In the entries below, which lines run from the one with "Target: concrete seawall" through the one with "Target: shadowed mountain slope"? Repeat exactly those, both included, and no pictures.

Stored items

________________________________________

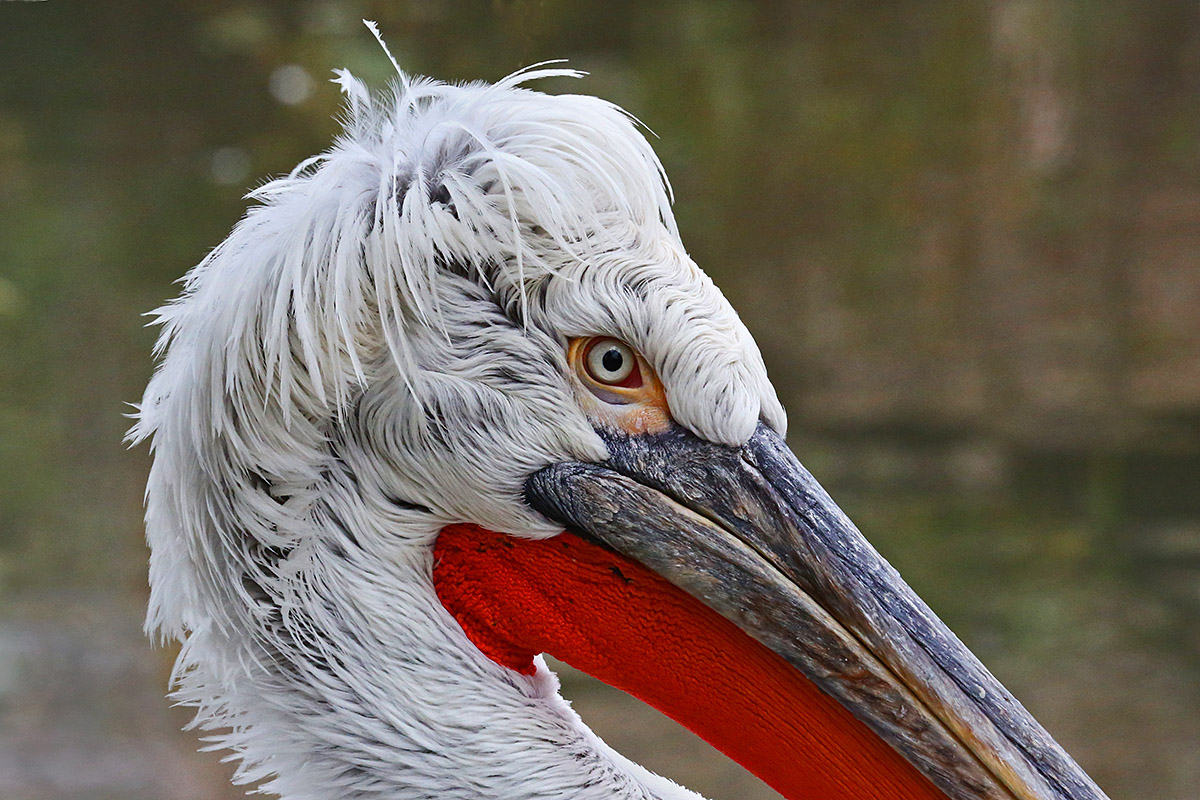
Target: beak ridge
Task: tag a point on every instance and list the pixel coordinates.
(750, 533)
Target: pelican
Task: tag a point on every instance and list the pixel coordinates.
(453, 396)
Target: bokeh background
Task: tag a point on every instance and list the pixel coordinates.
(965, 235)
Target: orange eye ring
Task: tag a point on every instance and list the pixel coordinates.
(621, 388)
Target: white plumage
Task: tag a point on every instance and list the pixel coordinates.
(373, 353)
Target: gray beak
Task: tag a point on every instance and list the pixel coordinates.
(750, 533)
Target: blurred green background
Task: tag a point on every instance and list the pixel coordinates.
(965, 235)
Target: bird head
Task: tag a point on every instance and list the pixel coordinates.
(451, 395)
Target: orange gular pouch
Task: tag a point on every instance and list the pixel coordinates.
(618, 621)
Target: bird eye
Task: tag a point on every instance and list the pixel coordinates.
(613, 364)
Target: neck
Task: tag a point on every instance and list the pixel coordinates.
(359, 684)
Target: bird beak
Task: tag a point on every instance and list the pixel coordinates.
(749, 533)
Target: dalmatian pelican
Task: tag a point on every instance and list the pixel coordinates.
(453, 396)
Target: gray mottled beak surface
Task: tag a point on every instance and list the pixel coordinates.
(750, 533)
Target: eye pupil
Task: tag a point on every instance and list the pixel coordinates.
(612, 360)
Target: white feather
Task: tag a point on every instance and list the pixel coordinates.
(373, 353)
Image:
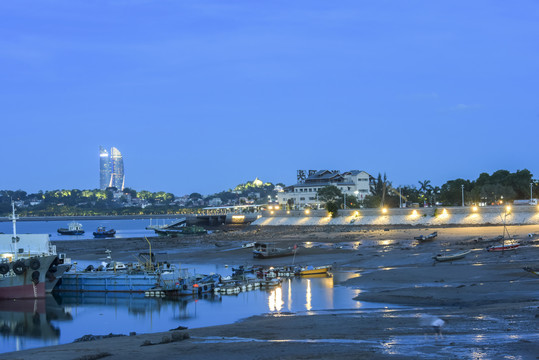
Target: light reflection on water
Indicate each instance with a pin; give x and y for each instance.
(124, 228)
(64, 318)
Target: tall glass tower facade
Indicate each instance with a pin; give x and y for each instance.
(104, 168)
(118, 178)
(111, 169)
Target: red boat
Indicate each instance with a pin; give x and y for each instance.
(503, 247)
(25, 261)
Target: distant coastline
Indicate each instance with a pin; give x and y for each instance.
(96, 217)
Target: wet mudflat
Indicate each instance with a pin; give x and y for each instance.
(488, 304)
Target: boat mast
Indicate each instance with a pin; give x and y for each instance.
(14, 238)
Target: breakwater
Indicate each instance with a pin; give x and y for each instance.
(434, 216)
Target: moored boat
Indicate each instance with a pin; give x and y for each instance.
(267, 250)
(451, 257)
(504, 247)
(102, 232)
(315, 270)
(24, 262)
(74, 228)
(429, 237)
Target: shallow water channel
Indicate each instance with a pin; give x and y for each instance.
(64, 317)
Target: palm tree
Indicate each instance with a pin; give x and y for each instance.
(425, 188)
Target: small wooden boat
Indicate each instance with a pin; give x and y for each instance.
(267, 250)
(316, 270)
(504, 247)
(103, 232)
(428, 237)
(74, 228)
(451, 257)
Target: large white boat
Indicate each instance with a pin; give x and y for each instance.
(24, 262)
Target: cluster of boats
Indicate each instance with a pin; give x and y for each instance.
(75, 228)
(29, 264)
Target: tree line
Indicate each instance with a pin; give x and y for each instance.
(497, 188)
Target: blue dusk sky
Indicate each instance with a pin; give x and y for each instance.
(200, 96)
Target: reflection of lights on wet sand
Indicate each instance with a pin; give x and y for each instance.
(479, 338)
(325, 220)
(289, 294)
(308, 295)
(275, 300)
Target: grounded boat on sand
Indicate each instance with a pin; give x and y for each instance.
(504, 247)
(268, 250)
(73, 228)
(451, 257)
(103, 232)
(428, 237)
(24, 262)
(315, 270)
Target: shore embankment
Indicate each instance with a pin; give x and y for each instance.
(488, 303)
(430, 216)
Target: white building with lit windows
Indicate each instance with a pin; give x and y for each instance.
(351, 183)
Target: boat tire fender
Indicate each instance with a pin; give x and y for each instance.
(50, 276)
(34, 264)
(19, 267)
(4, 268)
(35, 277)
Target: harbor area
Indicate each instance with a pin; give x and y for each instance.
(385, 290)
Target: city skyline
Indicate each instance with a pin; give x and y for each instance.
(204, 96)
(111, 169)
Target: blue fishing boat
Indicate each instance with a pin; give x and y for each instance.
(102, 232)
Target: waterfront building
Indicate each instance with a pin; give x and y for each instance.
(104, 168)
(111, 169)
(305, 193)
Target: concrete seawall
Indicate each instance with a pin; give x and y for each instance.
(491, 215)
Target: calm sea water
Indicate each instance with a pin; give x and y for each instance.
(124, 228)
(63, 318)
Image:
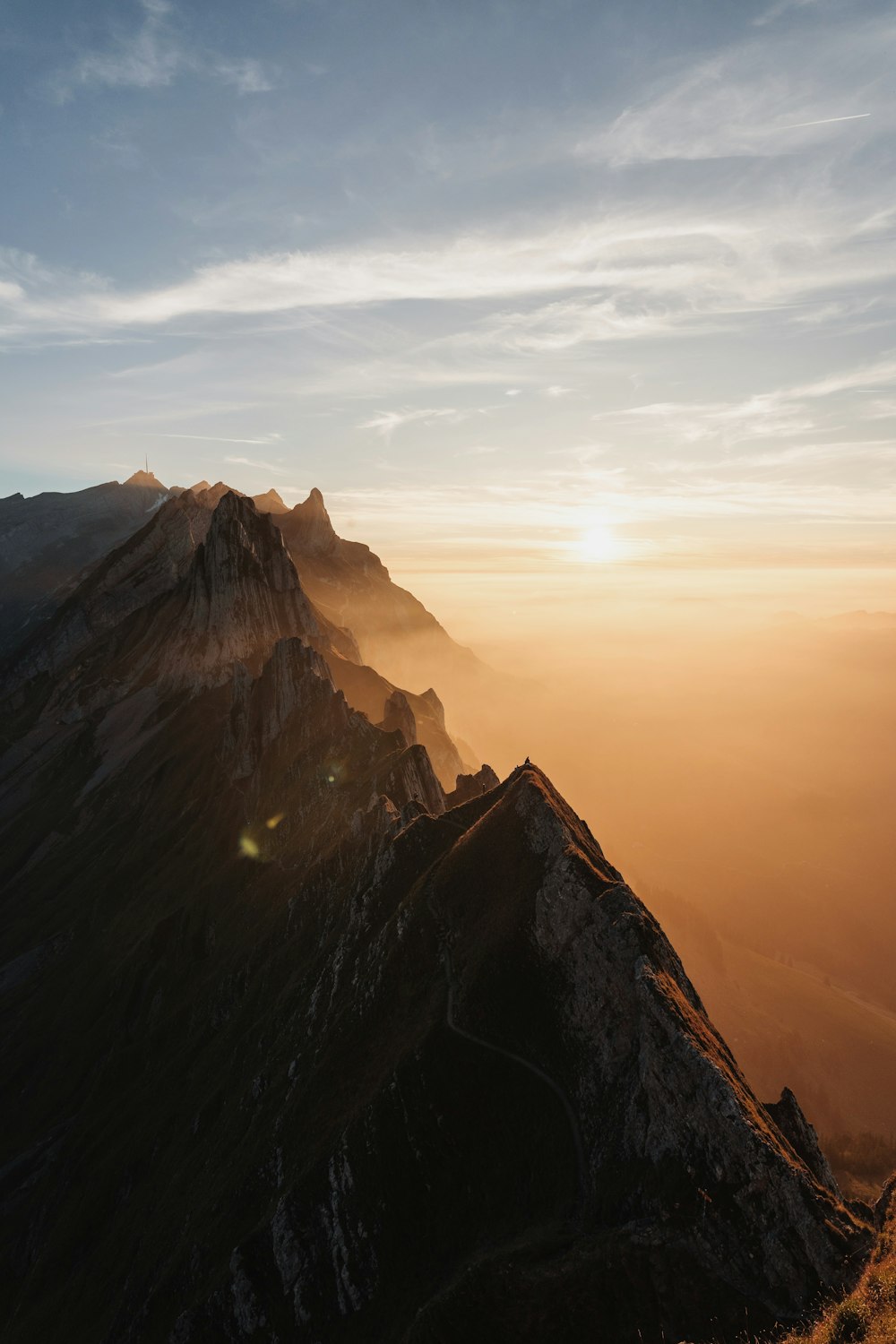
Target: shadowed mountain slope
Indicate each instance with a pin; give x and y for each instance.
(222, 583)
(298, 1054)
(48, 540)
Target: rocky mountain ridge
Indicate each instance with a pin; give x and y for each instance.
(304, 1050)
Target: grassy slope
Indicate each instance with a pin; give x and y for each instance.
(868, 1314)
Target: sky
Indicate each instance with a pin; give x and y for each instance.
(516, 282)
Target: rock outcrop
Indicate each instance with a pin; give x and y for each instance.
(400, 1072)
(471, 785)
(398, 717)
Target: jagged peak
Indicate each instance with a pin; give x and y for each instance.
(271, 503)
(145, 478)
(308, 526)
(211, 495)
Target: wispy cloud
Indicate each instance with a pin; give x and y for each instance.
(786, 413)
(387, 422)
(252, 461)
(220, 438)
(737, 102)
(155, 54)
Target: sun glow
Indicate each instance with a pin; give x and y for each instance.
(598, 545)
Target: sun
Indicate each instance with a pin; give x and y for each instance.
(598, 545)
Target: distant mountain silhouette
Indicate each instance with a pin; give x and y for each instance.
(300, 1051)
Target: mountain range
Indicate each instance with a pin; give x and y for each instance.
(314, 1027)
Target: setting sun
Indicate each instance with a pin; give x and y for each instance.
(598, 545)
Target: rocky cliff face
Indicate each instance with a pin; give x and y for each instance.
(298, 1054)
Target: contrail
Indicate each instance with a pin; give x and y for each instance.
(217, 438)
(823, 121)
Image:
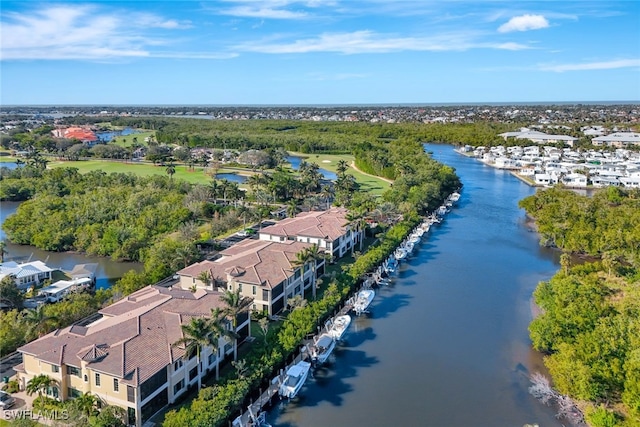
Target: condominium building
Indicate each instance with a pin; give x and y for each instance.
(127, 357)
(328, 229)
(262, 270)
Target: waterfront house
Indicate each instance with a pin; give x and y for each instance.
(263, 270)
(329, 229)
(617, 139)
(574, 180)
(127, 357)
(26, 274)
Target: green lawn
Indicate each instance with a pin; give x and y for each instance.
(329, 162)
(127, 140)
(195, 176)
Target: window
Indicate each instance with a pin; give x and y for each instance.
(72, 370)
(178, 387)
(131, 394)
(73, 393)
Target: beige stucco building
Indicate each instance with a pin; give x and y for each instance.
(127, 357)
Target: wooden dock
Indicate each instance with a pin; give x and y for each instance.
(250, 416)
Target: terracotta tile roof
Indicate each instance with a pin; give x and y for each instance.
(328, 225)
(256, 262)
(134, 339)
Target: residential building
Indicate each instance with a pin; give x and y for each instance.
(617, 139)
(328, 229)
(127, 358)
(263, 270)
(26, 274)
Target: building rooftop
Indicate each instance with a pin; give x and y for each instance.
(257, 262)
(134, 338)
(328, 225)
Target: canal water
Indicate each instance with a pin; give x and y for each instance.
(447, 343)
(107, 273)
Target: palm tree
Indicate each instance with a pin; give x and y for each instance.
(3, 250)
(38, 384)
(206, 278)
(236, 304)
(292, 208)
(313, 255)
(342, 167)
(218, 327)
(196, 334)
(171, 169)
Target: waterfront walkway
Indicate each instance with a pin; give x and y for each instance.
(247, 419)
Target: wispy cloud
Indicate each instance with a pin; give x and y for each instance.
(524, 23)
(272, 9)
(366, 41)
(82, 32)
(336, 76)
(604, 65)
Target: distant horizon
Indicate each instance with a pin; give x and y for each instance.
(318, 52)
(383, 104)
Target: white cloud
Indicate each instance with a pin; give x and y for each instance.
(524, 23)
(370, 42)
(605, 65)
(273, 9)
(81, 32)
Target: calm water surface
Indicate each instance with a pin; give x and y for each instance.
(108, 271)
(447, 343)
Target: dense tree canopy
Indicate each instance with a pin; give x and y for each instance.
(590, 322)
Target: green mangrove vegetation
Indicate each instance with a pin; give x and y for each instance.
(589, 327)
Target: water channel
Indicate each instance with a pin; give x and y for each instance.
(107, 273)
(447, 343)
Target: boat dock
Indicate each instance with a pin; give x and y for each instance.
(249, 418)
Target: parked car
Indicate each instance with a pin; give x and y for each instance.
(6, 400)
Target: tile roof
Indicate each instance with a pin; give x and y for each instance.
(328, 225)
(257, 262)
(133, 340)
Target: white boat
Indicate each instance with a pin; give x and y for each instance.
(294, 379)
(339, 325)
(322, 348)
(363, 300)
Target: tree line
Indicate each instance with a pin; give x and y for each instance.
(589, 327)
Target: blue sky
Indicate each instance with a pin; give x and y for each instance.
(318, 52)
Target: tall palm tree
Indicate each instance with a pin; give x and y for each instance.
(342, 167)
(196, 334)
(218, 327)
(236, 304)
(206, 278)
(171, 169)
(3, 250)
(38, 384)
(313, 255)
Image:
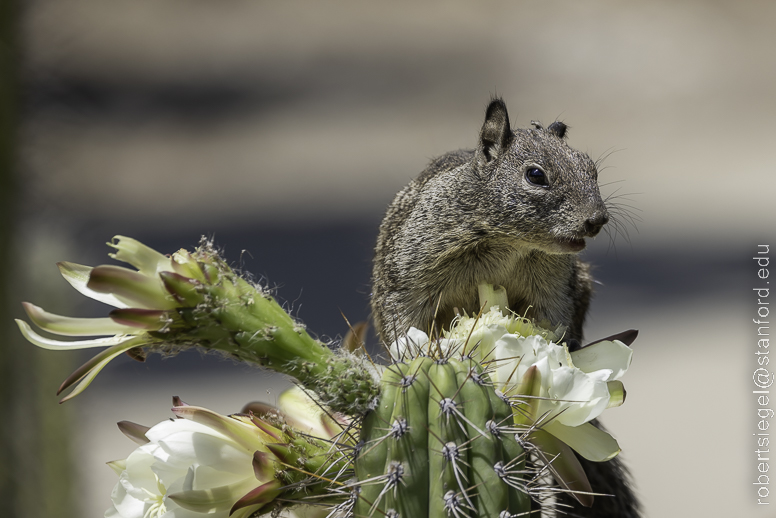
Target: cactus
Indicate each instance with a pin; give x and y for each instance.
(461, 425)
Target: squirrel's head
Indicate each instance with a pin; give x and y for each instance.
(534, 186)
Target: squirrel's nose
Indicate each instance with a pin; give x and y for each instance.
(595, 223)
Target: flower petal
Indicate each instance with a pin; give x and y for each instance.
(212, 500)
(89, 370)
(78, 276)
(68, 326)
(134, 288)
(117, 465)
(259, 496)
(616, 393)
(246, 436)
(144, 258)
(134, 431)
(59, 345)
(136, 318)
(587, 440)
(564, 465)
(613, 355)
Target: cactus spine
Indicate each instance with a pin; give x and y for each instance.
(439, 444)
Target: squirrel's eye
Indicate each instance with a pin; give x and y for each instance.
(536, 176)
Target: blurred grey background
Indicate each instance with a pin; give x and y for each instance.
(284, 129)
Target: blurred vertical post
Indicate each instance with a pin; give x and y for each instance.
(36, 468)
(8, 96)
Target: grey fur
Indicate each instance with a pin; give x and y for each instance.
(474, 216)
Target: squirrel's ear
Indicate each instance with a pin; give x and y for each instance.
(496, 134)
(558, 129)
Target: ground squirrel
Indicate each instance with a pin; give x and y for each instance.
(515, 211)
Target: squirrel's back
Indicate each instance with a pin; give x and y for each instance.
(515, 211)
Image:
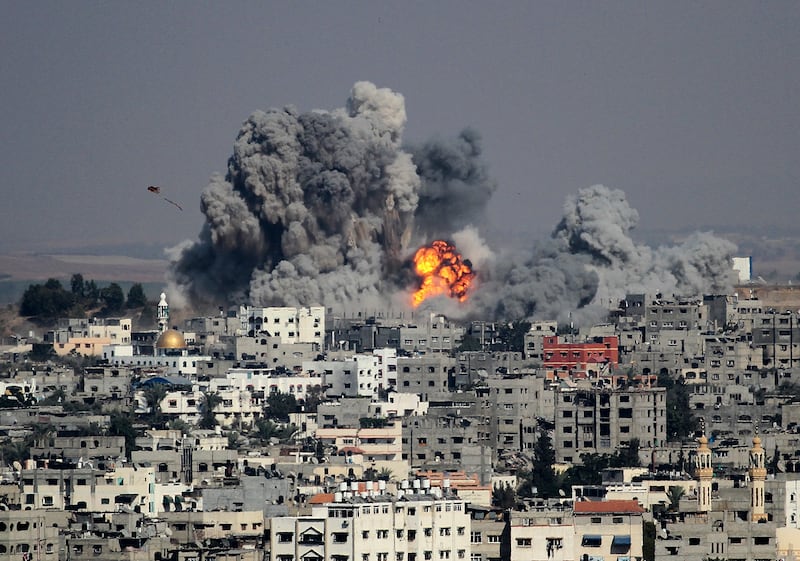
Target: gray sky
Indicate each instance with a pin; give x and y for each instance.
(690, 108)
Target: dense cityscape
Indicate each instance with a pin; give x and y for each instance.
(281, 433)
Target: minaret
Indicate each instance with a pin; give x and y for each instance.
(758, 474)
(705, 473)
(162, 314)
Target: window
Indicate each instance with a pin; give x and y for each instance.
(591, 540)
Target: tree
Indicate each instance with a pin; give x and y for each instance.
(649, 541)
(542, 475)
(77, 286)
(47, 301)
(503, 496)
(314, 396)
(674, 495)
(154, 394)
(121, 424)
(136, 296)
(113, 299)
(207, 418)
(280, 406)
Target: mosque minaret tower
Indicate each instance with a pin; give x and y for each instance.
(705, 473)
(162, 314)
(758, 474)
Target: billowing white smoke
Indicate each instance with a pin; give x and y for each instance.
(327, 208)
(591, 261)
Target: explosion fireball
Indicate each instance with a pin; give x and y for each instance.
(442, 270)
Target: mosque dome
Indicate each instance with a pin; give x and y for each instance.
(171, 339)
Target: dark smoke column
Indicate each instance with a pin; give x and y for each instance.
(315, 208)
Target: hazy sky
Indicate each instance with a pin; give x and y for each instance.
(691, 108)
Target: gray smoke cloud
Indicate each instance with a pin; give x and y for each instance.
(326, 208)
(590, 262)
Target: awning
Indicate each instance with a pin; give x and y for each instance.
(125, 498)
(592, 540)
(621, 544)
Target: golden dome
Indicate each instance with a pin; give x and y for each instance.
(171, 339)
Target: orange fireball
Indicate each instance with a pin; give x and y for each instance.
(442, 270)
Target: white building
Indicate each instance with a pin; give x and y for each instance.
(292, 325)
(171, 355)
(267, 381)
(372, 526)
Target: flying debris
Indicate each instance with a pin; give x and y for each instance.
(157, 191)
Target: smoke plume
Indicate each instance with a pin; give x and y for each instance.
(327, 207)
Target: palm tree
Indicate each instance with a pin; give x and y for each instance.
(154, 394)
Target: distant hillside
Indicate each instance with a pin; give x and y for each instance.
(22, 270)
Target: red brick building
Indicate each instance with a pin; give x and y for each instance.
(600, 353)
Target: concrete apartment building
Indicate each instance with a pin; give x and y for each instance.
(514, 404)
(292, 325)
(447, 443)
(725, 520)
(272, 352)
(375, 444)
(425, 375)
(597, 355)
(534, 339)
(607, 529)
(436, 334)
(591, 420)
(488, 533)
(777, 335)
(417, 525)
(356, 376)
(32, 534)
(83, 447)
(89, 489)
(542, 532)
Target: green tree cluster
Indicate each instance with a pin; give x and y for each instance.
(51, 300)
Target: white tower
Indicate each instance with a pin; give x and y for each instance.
(705, 473)
(758, 473)
(162, 314)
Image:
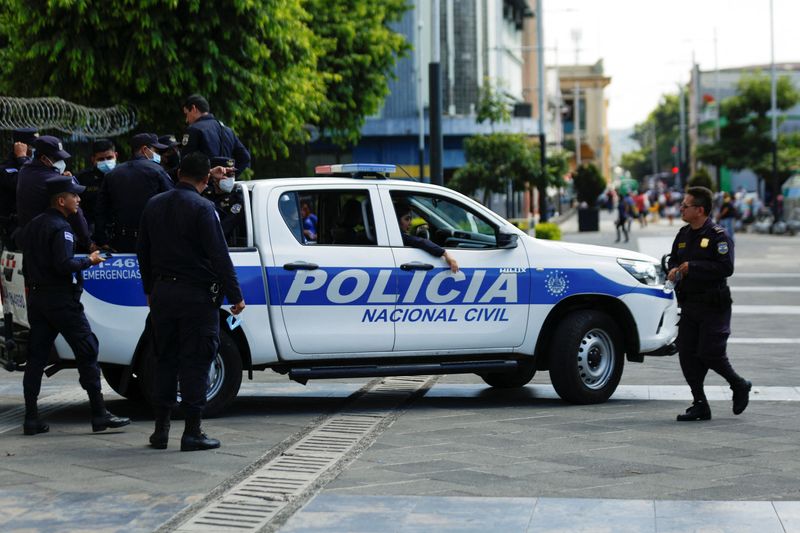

________________________________________

**Reply to the task**
Target: concrete seawall
Indicate each instance with a pin; give x and y for each instance.
(491, 215)
Target: calm sea water
Indicate each instance with a pin; give x and y for each instance.
(124, 228)
(63, 318)
Image:
Target: shadowed mountain slope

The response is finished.